[Referring expression data]
━━━━━━━━━━━━━━━━
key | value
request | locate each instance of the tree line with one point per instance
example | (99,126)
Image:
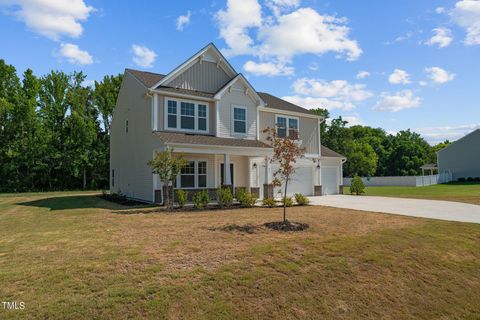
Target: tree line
(54,130)
(374,152)
(54,135)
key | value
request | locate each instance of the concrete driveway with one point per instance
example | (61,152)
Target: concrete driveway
(434,209)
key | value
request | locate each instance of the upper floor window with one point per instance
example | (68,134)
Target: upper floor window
(239,120)
(287,126)
(186,116)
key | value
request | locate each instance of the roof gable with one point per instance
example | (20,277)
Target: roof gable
(209,54)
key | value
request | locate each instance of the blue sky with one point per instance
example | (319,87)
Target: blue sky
(390,64)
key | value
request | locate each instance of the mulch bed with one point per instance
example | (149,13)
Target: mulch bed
(286,226)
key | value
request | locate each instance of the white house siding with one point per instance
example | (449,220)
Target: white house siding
(240,98)
(205,76)
(308,130)
(462,158)
(129,152)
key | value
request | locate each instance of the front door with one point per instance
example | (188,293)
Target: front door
(222,175)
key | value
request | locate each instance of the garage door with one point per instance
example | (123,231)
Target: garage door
(329,180)
(302,182)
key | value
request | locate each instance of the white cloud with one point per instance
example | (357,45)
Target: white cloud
(436,135)
(398,101)
(74,54)
(285,34)
(467,15)
(336,94)
(182,21)
(442,37)
(268,69)
(363,74)
(50,18)
(143,56)
(438,75)
(234,23)
(399,77)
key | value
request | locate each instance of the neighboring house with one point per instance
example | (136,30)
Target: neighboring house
(213,117)
(461,159)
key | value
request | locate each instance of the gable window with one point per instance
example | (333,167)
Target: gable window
(172,114)
(187,119)
(239,120)
(287,126)
(202,117)
(193,175)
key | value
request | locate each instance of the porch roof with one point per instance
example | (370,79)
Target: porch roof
(208,140)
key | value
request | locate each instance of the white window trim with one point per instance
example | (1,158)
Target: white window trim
(179,115)
(232,121)
(196,161)
(287,117)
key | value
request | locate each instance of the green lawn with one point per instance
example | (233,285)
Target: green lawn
(75,256)
(462,192)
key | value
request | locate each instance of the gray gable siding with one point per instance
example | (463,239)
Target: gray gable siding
(462,158)
(203,76)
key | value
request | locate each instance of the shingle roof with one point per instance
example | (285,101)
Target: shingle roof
(277,103)
(326,152)
(183,138)
(147,78)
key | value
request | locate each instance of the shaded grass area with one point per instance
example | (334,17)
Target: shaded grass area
(83,261)
(455,191)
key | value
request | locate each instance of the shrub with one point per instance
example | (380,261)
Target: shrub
(246,199)
(357,187)
(287,201)
(301,199)
(181,196)
(224,197)
(269,202)
(201,199)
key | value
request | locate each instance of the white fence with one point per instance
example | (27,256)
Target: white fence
(402,181)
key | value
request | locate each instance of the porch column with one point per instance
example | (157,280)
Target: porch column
(267,185)
(317,189)
(226,170)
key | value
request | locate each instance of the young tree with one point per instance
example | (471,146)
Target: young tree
(286,152)
(167,166)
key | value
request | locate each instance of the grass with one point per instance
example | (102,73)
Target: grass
(75,256)
(455,191)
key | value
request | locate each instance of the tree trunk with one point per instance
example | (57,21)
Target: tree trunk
(84,178)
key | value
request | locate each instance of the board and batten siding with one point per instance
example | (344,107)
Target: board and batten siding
(203,76)
(236,97)
(308,129)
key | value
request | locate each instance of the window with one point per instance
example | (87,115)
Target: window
(186,116)
(287,126)
(239,120)
(187,119)
(172,114)
(187,175)
(281,127)
(293,128)
(193,175)
(202,174)
(202,117)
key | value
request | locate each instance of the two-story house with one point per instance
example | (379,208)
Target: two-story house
(213,117)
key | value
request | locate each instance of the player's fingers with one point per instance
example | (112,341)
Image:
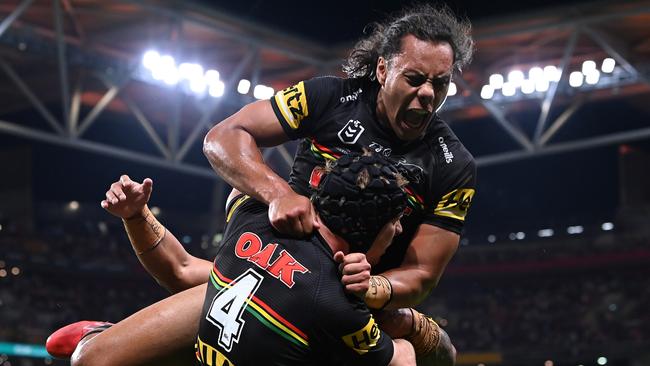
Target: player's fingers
(355,258)
(339,256)
(359,278)
(356,288)
(356,268)
(147,186)
(111,198)
(125,180)
(315,224)
(306,223)
(296,227)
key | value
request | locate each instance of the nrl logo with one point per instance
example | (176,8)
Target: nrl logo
(350,133)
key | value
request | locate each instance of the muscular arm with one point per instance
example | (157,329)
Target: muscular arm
(425,260)
(161,254)
(403,353)
(232,148)
(168,262)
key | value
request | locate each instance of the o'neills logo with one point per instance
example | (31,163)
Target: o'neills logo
(446,153)
(249,247)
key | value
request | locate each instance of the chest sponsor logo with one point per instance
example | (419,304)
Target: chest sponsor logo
(414,173)
(455,204)
(292,103)
(351,97)
(448,156)
(283,267)
(363,339)
(351,132)
(379,149)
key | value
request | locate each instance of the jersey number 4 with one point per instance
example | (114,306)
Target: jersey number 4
(229,304)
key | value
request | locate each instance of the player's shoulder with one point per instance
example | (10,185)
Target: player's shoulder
(340,89)
(447,148)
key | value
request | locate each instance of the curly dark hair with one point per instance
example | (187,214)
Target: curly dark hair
(424,21)
(358,195)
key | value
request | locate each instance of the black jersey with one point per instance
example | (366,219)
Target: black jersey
(334,116)
(275,300)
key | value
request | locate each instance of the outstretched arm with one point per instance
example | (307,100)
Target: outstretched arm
(425,260)
(423,265)
(232,147)
(161,254)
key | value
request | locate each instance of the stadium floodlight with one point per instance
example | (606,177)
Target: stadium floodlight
(150,59)
(542,85)
(190,71)
(575,79)
(545,233)
(607,226)
(263,92)
(244,86)
(576,229)
(516,77)
(487,92)
(552,73)
(166,70)
(198,86)
(452,90)
(217,89)
(528,86)
(535,73)
(588,66)
(73,205)
(508,89)
(592,77)
(608,65)
(496,81)
(211,76)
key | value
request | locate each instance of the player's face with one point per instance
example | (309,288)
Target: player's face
(383,240)
(413,85)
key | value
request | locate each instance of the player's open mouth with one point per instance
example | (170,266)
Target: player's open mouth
(415,118)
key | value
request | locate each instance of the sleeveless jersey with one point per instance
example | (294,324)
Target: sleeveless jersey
(334,116)
(275,300)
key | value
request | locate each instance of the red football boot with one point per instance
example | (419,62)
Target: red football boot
(63,342)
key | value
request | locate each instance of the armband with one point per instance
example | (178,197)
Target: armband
(425,334)
(144,231)
(380,292)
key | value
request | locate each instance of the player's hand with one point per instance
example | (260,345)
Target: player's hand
(356,272)
(126,198)
(293,214)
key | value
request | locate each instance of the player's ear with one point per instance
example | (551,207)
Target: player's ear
(381,70)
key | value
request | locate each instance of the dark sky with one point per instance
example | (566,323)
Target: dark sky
(337,21)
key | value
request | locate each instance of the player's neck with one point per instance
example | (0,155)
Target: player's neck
(335,242)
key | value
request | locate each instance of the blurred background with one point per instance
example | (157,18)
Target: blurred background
(553,267)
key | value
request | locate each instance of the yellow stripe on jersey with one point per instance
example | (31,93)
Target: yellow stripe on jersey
(234,206)
(364,339)
(292,103)
(455,204)
(210,356)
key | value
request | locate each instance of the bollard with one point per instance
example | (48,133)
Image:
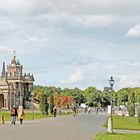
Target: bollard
(2,119)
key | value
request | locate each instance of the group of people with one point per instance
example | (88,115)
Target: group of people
(17,113)
(87,109)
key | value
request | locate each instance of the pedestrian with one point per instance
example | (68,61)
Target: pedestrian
(97,110)
(60,112)
(89,110)
(74,111)
(54,111)
(21,114)
(14,114)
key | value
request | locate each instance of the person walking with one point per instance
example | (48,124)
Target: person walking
(85,109)
(54,111)
(14,114)
(21,114)
(74,111)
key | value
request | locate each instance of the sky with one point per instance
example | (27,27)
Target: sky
(73,43)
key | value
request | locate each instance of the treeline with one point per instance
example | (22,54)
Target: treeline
(91,96)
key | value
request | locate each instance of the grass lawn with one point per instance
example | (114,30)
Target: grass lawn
(28,115)
(117,137)
(130,123)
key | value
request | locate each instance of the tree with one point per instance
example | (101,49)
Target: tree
(44,104)
(51,103)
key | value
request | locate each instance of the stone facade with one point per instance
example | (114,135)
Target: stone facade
(15,87)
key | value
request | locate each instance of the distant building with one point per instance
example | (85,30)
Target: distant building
(15,87)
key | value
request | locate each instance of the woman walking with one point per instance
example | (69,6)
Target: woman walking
(21,114)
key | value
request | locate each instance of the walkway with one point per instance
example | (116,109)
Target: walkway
(81,127)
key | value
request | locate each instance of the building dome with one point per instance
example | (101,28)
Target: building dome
(13,62)
(18,62)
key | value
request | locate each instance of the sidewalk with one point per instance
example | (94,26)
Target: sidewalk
(126,131)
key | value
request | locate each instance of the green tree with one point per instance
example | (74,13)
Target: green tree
(44,104)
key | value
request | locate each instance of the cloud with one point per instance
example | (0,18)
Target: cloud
(134,31)
(75,77)
(129,81)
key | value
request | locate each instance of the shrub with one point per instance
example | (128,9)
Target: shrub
(139,114)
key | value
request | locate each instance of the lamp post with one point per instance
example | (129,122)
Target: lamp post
(32,94)
(110,120)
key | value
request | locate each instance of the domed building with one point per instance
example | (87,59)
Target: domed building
(15,87)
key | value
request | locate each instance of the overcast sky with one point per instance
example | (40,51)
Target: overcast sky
(73,43)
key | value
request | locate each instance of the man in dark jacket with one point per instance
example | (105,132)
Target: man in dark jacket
(14,114)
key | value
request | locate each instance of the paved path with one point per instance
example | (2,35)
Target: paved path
(81,127)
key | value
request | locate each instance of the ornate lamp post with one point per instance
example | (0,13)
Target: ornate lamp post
(110,121)
(32,94)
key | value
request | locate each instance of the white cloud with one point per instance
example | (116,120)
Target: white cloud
(75,77)
(129,81)
(134,31)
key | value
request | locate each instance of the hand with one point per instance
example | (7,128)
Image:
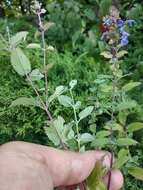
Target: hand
(25,166)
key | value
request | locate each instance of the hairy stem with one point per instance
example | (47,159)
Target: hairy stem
(76,121)
(112,122)
(44,57)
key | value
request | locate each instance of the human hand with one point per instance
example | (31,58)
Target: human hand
(26,166)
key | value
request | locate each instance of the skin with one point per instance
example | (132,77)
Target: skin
(26,166)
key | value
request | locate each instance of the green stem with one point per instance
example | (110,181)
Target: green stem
(44,57)
(76,121)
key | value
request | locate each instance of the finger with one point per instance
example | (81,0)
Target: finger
(66,168)
(116,180)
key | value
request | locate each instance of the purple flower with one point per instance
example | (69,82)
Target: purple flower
(131,22)
(125,34)
(107,22)
(120,23)
(124,41)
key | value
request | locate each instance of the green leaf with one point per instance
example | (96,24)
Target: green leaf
(107,54)
(102,134)
(135,12)
(20,62)
(122,158)
(24,102)
(136,172)
(65,101)
(86,112)
(52,135)
(34,46)
(121,53)
(126,142)
(94,181)
(134,126)
(86,138)
(126,105)
(130,86)
(35,75)
(16,39)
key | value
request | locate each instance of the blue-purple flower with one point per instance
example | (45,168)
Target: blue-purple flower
(131,22)
(120,23)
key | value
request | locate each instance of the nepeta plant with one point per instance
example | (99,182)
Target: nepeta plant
(116,135)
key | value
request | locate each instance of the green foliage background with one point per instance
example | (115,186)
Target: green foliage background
(76,36)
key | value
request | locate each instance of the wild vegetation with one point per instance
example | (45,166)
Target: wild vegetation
(71,78)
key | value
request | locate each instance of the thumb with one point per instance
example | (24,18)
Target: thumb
(68,168)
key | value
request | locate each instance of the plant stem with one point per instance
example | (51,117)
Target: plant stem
(76,121)
(112,122)
(44,57)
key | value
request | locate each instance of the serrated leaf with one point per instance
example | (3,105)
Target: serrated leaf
(24,102)
(136,172)
(65,101)
(107,54)
(100,142)
(102,134)
(20,62)
(126,142)
(130,86)
(121,53)
(122,158)
(17,38)
(35,75)
(52,135)
(94,181)
(86,138)
(34,46)
(134,127)
(86,112)
(126,105)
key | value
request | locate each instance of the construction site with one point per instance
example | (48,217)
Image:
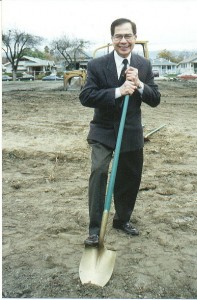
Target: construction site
(46,165)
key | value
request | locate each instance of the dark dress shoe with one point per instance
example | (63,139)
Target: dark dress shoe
(126,227)
(92,240)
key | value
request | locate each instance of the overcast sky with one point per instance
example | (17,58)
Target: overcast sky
(166,24)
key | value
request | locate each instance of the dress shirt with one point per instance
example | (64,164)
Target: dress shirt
(119,66)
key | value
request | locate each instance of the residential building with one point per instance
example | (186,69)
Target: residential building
(188,65)
(164,66)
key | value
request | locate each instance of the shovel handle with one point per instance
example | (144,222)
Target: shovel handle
(116,156)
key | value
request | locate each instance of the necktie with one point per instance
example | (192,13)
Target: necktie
(122,77)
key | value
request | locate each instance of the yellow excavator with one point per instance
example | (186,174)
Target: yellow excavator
(81,74)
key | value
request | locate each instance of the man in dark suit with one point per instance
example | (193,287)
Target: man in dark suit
(109,79)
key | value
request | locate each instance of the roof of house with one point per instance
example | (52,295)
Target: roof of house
(34,61)
(162,62)
(192,58)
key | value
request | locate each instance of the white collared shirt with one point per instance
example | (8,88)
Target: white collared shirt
(119,66)
(119,62)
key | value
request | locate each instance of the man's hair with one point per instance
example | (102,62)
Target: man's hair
(120,22)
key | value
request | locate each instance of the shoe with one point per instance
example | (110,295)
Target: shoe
(92,240)
(126,227)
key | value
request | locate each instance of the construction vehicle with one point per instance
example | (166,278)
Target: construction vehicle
(81,74)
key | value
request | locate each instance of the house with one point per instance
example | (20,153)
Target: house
(32,65)
(164,66)
(188,65)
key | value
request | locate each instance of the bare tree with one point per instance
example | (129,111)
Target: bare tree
(69,49)
(15,44)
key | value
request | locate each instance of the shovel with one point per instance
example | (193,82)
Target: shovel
(97,263)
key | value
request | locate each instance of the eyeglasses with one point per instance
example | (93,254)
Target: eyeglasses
(119,37)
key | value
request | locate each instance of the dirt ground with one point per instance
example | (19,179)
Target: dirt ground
(46,165)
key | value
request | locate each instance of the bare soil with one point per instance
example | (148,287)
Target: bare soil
(46,165)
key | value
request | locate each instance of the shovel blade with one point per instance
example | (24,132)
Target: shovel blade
(96,266)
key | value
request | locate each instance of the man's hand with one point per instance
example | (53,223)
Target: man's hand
(132,75)
(128,88)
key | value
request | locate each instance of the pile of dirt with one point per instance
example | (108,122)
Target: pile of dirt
(46,165)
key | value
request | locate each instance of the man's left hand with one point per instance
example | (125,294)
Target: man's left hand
(132,75)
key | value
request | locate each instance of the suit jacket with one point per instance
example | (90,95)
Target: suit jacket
(99,93)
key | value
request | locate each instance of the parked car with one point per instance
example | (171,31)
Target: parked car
(52,77)
(6,78)
(25,77)
(186,76)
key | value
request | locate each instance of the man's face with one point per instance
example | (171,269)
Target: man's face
(123,39)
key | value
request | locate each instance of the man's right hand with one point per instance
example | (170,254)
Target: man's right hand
(128,88)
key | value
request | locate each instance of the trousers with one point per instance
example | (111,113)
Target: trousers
(127,183)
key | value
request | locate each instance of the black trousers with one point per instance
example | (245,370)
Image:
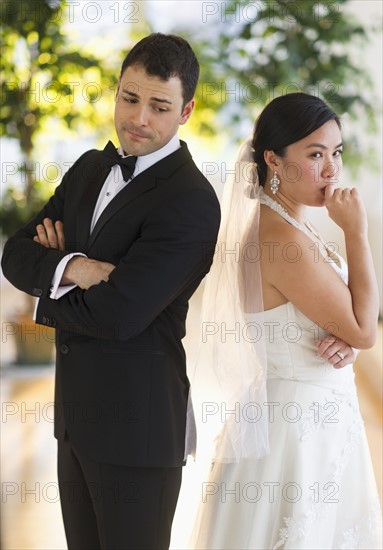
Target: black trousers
(113,507)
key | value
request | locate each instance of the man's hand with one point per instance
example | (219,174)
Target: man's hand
(49,235)
(85,272)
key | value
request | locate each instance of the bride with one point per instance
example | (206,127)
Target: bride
(282,314)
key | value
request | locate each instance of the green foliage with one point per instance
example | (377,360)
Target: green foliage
(44,77)
(251,52)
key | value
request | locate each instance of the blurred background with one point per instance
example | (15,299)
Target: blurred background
(59,69)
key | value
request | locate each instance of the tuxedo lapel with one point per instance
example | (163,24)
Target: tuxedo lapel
(143,183)
(139,185)
(88,203)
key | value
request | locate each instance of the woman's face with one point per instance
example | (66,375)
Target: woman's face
(311,164)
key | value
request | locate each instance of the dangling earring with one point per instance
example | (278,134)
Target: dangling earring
(274,183)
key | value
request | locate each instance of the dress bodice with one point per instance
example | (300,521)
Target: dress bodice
(291,337)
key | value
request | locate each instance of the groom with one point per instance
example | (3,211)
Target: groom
(114,257)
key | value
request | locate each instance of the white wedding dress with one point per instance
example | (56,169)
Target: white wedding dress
(316,489)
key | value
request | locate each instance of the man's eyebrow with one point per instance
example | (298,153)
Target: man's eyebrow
(156,99)
(321,146)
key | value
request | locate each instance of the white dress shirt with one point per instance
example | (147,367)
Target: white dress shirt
(114,183)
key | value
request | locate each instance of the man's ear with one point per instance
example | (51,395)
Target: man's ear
(271,159)
(187,111)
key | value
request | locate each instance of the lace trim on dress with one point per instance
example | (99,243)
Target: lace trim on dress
(296,529)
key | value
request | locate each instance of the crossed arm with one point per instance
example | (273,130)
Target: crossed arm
(85,272)
(81,271)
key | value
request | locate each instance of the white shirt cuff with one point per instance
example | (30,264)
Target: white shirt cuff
(58,291)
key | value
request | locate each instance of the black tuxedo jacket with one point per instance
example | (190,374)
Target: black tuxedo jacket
(121,384)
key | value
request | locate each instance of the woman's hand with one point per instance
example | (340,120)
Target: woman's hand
(336,351)
(346,209)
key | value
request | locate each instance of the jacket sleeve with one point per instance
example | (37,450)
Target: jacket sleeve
(28,265)
(174,251)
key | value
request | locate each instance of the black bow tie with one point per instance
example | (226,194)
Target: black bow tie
(112,158)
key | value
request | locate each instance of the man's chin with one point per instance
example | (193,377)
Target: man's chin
(137,149)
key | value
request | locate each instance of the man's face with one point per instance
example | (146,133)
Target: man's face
(148,111)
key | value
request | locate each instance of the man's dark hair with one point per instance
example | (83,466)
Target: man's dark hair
(165,56)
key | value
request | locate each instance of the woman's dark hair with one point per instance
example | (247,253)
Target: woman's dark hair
(286,120)
(165,56)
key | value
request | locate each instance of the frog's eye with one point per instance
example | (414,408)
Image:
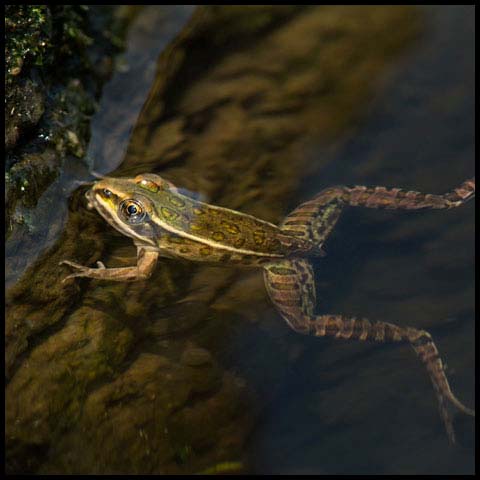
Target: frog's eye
(132,211)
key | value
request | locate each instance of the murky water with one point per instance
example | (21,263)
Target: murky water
(194,368)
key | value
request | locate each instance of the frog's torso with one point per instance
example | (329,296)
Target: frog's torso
(180,226)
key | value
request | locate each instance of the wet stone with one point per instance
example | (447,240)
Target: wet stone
(195,357)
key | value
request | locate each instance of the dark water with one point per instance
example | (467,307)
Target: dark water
(367,410)
(318,405)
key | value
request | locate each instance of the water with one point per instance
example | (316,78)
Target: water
(194,368)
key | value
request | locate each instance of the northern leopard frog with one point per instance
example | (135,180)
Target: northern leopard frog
(162,221)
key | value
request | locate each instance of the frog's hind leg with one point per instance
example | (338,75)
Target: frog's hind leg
(315,219)
(290,285)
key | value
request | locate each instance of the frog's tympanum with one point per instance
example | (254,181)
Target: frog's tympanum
(163,221)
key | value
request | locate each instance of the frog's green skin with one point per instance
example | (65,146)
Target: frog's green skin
(164,222)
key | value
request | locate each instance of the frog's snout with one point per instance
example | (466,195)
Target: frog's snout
(89,196)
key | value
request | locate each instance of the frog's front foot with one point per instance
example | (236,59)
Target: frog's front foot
(82,271)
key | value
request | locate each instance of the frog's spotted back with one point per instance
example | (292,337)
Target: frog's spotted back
(163,222)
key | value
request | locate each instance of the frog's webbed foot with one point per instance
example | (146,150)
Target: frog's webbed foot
━━━━━━━━━━━━━━━━
> [What you are asked to do]:
I need every line of the data that has the word "webbed"; please list them.

> [Expected answer]:
request | locate each instance of the frog's webbed foot with one point per instance
Target: frog's webbed foot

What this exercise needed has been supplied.